Start of DOCUMENT EXTRACT

Application of Pro-drugs

APPLICATIONS OF PRO-DRUG

The aim of pro-drug development is, in most cases, to solve specific pharmaceutic or pharmacological and pharmacokinetic problems. The main objectives of pro-drug are as follows:

• Improvement of taste.

• Improvement of odour.

• Enhancement of bioavailability.

• Improvement of stability and solubility properties.

• Decreased toxicity and adverse reactions.

• Increased site specificity.

• Increased duration of pharmacological actions.

• Drug absorption, distribution, metabolism, and excretion affect pharmacokinectis.

Improvement of Taste

One of the reasons for poor patient compliance particularly in case of children is the bitterness, acidity, or causticity of the drug. Two approaches are adopted to overcome the bad taste of drug. The first is reduction of drug solubility in saliva and the other is to lower the affinity of drug towards taste receptors, thus, masking the bitterness. Some examples of drugs with improved taste are given in Table 6.2.

Improvement of Odour

The odour of a compound depends on its vapour pressure; a liquid with high vapour will have a strong odour. For example, ethyl mercaptan is a foul smelling liquid used in the treatment of leprosy. This is converted to phthalate ester, a diethyl dithioisophthalate that has higher boiling point and is odourless.

Enhancement of Bio-Availability (Lipophilicity)

Due to the presence of an amino group in the side chain, Ampicillin possesses low lipophilicity and is only 30%–40% absorbed when taken by oral route. Altering the polarity of this antibiotic, by esterifying the free carboxyl group results in compounds that are completely absorbed, that is, with greater bio-availability than the parent ampicillin.

Improvement of Stability and Solubility

Stability: To improve their stability, prodrug approach is a good technique. Several drugs may decompose in their shelf life or in the gastro intestinal tract (GIT) when used orally.

End of DOCUMENT EXTRACT

# [ASSIGNMENT]
Copy the passage from the pro-drug applications text, starting at "Due to the presence" and ending at "the parent ampicillin.".

Start of SUPPLIED RECORDS

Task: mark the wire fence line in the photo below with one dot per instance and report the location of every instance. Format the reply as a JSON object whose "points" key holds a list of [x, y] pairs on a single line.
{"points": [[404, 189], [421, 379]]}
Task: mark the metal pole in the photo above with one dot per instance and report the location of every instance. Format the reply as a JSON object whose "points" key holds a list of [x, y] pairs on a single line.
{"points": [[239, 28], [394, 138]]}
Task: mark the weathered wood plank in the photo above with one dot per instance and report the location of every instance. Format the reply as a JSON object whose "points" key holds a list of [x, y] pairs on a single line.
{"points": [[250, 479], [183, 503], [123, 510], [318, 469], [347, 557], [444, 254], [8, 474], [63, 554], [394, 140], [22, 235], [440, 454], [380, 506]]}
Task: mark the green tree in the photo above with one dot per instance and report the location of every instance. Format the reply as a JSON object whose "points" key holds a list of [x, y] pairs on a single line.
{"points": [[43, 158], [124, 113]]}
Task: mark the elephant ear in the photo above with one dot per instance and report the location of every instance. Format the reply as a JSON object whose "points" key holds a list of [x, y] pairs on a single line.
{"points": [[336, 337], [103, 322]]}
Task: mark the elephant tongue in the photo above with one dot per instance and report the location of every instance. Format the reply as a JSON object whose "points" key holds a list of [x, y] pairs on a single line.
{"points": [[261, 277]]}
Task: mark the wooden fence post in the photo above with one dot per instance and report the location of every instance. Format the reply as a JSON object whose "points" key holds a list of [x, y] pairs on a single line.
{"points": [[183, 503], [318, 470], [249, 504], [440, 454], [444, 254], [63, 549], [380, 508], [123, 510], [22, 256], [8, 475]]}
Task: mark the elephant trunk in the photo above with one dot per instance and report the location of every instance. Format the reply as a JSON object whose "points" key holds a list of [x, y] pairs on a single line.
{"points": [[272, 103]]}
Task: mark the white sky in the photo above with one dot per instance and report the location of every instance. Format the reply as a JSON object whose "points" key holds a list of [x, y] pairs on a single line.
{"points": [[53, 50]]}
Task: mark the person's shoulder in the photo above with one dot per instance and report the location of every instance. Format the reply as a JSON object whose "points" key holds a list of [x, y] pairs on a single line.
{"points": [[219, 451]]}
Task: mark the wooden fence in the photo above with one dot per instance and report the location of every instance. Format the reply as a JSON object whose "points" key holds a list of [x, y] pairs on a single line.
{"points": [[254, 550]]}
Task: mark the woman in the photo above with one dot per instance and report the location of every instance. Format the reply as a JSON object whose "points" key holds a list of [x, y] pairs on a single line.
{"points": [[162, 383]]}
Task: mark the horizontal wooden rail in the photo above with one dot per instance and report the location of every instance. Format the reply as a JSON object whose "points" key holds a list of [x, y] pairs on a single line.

End of SUPPLIED RECORDS

# [RESULT OF THE EXERCISE]
Due to the presence of an amino group in the side chain, Ampicillin possesses low lipophilicity and is only 30%–40% absorbed when taken by oral route. Altering the polarity of this antibiotic, by esterifying the free carboxyl group results in compounds that are completely absorbed, that is, with greater bio-availability than the parent ampicillin.